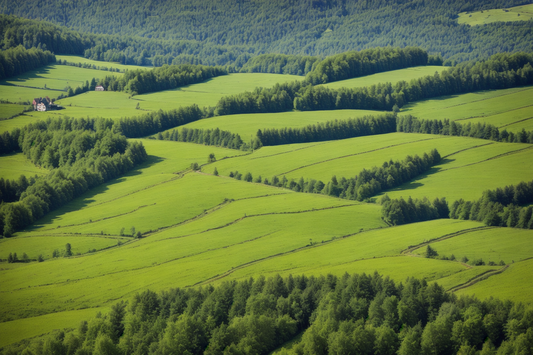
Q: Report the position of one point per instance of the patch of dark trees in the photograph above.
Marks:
(144, 33)
(80, 153)
(215, 137)
(17, 60)
(366, 62)
(399, 211)
(410, 124)
(504, 207)
(330, 130)
(167, 77)
(361, 187)
(351, 314)
(499, 72)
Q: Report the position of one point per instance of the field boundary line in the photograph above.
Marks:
(355, 154)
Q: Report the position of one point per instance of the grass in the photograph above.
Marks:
(517, 13)
(508, 109)
(96, 63)
(15, 164)
(392, 77)
(495, 244)
(515, 283)
(20, 329)
(247, 125)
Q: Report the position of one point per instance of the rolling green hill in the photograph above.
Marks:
(200, 229)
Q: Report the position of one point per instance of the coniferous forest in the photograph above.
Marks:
(84, 165)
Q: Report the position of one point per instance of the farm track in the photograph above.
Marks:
(352, 155)
(492, 158)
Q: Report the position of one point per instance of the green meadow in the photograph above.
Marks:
(200, 229)
(247, 125)
(509, 109)
(517, 13)
(392, 77)
(15, 164)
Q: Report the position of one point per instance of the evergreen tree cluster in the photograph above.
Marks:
(330, 130)
(214, 137)
(369, 61)
(500, 71)
(364, 185)
(167, 77)
(505, 207)
(398, 211)
(81, 154)
(157, 121)
(18, 60)
(280, 64)
(230, 32)
(410, 124)
(351, 314)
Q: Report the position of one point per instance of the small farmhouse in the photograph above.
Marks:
(44, 104)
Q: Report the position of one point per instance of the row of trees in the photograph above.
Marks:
(351, 314)
(505, 207)
(214, 137)
(369, 61)
(410, 124)
(167, 77)
(398, 211)
(364, 185)
(499, 72)
(81, 153)
(18, 60)
(330, 130)
(214, 33)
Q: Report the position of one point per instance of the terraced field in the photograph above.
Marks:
(200, 229)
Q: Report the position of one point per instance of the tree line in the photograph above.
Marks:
(364, 185)
(216, 33)
(410, 124)
(167, 77)
(214, 137)
(500, 71)
(350, 314)
(330, 130)
(369, 61)
(18, 60)
(504, 207)
(398, 211)
(81, 154)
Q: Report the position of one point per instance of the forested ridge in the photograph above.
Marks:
(351, 314)
(230, 33)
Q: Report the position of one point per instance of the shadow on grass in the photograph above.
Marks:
(89, 197)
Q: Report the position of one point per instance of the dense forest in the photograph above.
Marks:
(361, 187)
(230, 32)
(81, 154)
(350, 314)
(506, 207)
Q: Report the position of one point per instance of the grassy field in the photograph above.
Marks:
(246, 125)
(518, 13)
(392, 77)
(16, 164)
(96, 63)
(509, 109)
(10, 110)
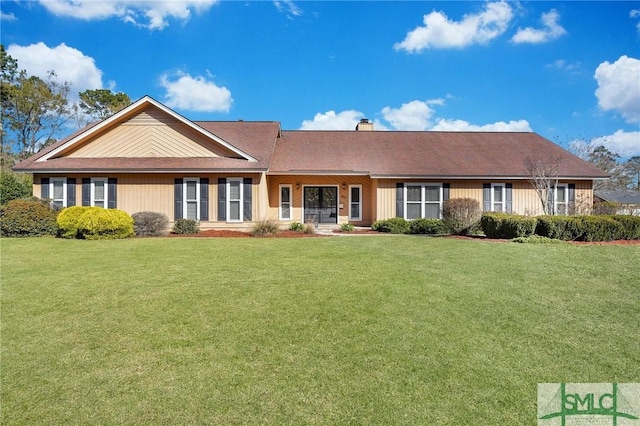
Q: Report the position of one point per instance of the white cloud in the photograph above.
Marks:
(8, 17)
(143, 13)
(411, 116)
(440, 32)
(635, 14)
(414, 115)
(446, 125)
(619, 87)
(69, 64)
(195, 93)
(551, 31)
(345, 120)
(288, 7)
(625, 144)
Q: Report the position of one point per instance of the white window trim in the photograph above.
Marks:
(228, 206)
(64, 190)
(280, 209)
(106, 191)
(359, 217)
(504, 197)
(422, 197)
(184, 198)
(566, 198)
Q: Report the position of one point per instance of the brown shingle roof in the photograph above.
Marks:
(421, 154)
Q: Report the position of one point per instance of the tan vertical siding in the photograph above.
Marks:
(525, 198)
(150, 134)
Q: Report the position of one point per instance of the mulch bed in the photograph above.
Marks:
(297, 234)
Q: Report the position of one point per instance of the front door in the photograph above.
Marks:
(321, 204)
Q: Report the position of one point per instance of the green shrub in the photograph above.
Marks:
(566, 228)
(588, 228)
(309, 228)
(507, 226)
(265, 227)
(605, 207)
(536, 239)
(296, 226)
(599, 228)
(150, 224)
(27, 218)
(428, 226)
(630, 226)
(14, 187)
(186, 226)
(394, 225)
(97, 223)
(461, 215)
(347, 227)
(68, 221)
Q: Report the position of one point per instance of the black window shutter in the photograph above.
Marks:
(486, 197)
(86, 191)
(247, 202)
(204, 198)
(112, 202)
(446, 190)
(572, 198)
(399, 199)
(222, 199)
(177, 199)
(44, 188)
(71, 192)
(551, 197)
☆ ☆ ☆ ☆
Copy every line above word for word, leaving out the pictures.

Q: Report the position of one point per instance of the patch of dark trees in the photograph above.
Marks:
(144, 33)
(80, 153)
(215, 137)
(17, 60)
(366, 62)
(399, 211)
(410, 124)
(504, 207)
(330, 130)
(167, 77)
(361, 187)
(351, 314)
(499, 72)
Q: Report the position of one point per instance of the field boundary line in the photograph above.
Marks:
(355, 154)
Q: Report the position of one point per instance of the grass in the photograph above.
Marks:
(517, 13)
(508, 109)
(96, 63)
(15, 164)
(392, 77)
(495, 244)
(515, 283)
(20, 329)
(247, 125)
Q: Report the position of one point per instance of the rolling green hill in the photograph above.
Marks:
(200, 229)
Q: Report the position of one point per instance of the coniferous forest in the photograph above.
Marks:
(84, 165)
Q: Report the position of one point per instance of the farm track in the photograph above.
Marks:
(352, 155)
(492, 158)
Q: Report the position of one point per instance of the green meadow in the photograph above.
Marks:
(200, 229)
(247, 125)
(509, 109)
(517, 13)
(392, 77)
(15, 164)
Q: Report the position of one point per instance of the evergreen tree cluster in the photograph above.
Marks:
(330, 130)
(214, 137)
(369, 61)
(500, 71)
(364, 185)
(167, 77)
(505, 207)
(398, 211)
(81, 154)
(157, 121)
(18, 60)
(280, 64)
(230, 32)
(410, 124)
(351, 314)
Q: Report the position of one point per instance of the small farmhouse in the photograph above.
Marks:
(44, 104)
Q: Report the position of one point per instance of the row of trees in the photograph above.
Marks:
(351, 314)
(505, 207)
(214, 137)
(369, 61)
(410, 124)
(167, 77)
(398, 211)
(364, 185)
(499, 72)
(81, 153)
(18, 60)
(330, 130)
(214, 33)
Q: Report the position of one point per instance of the terraced field in the photograph above.
Marks:
(200, 229)
Q: Report the position of one point per instance of the tree line in the photograph above.
Marks:
(364, 185)
(216, 33)
(410, 124)
(167, 77)
(214, 137)
(500, 71)
(350, 314)
(330, 130)
(369, 61)
(18, 60)
(504, 207)
(398, 211)
(81, 154)
Q: Report the position of one point per instance of the forested ridge in the photograph above.
Marks:
(351, 314)
(230, 33)
Q: Report the position of one point per instance of the shadow on grass in the photograph above.
Marks:
(89, 197)
Q: Report the position of one point per instance of the dense forest in the photograph above.
Marks:
(361, 187)
(230, 32)
(81, 154)
(350, 314)
(506, 207)
Q: Report the position of one point per instance of the grassy field in the photograph above.
Marks:
(246, 125)
(518, 13)
(392, 77)
(16, 164)
(96, 63)
(509, 109)
(10, 110)
Q: Report the position of one point per instance of the white cloud in the photograph above.
Marks:
(8, 17)
(143, 13)
(411, 116)
(440, 32)
(635, 14)
(414, 115)
(446, 125)
(619, 87)
(69, 64)
(195, 93)
(551, 31)
(345, 120)
(288, 7)
(625, 144)
Q: Report the position of one point per instance of the white window trim in the photograph above.
Marks:
(228, 206)
(64, 190)
(280, 209)
(106, 191)
(359, 217)
(504, 197)
(422, 197)
(184, 198)
(566, 198)
Q: Report the position of one point per instance of the brown shingle roof in the photograph above.
Marks:
(421, 154)
Q: Report the position of one point per instance of the tan vertical siding in the photograph above.
Marks:
(525, 198)
(150, 134)
Q: Report the position of one point per instance of the mulch bed in the photograph above.
Marks:
(297, 234)
Q: Report the position of one point per instance of the front door in the photograph above.
Marks:
(321, 204)
Q: Report the position of one point per instance of the green shrub in the photograph above.
Marks:
(566, 228)
(588, 228)
(309, 228)
(507, 226)
(265, 227)
(605, 207)
(536, 239)
(296, 226)
(599, 228)
(150, 224)
(27, 218)
(428, 226)
(630, 226)
(14, 187)
(186, 226)
(394, 225)
(97, 223)
(461, 215)
(347, 227)
(68, 221)
Q: Report the position of one point per instance of the black window shutter in the photograph above.
Marks:
(486, 197)
(86, 191)
(247, 202)
(204, 198)
(112, 202)
(446, 190)
(572, 198)
(399, 199)
(222, 199)
(177, 199)
(44, 188)
(71, 192)
(551, 197)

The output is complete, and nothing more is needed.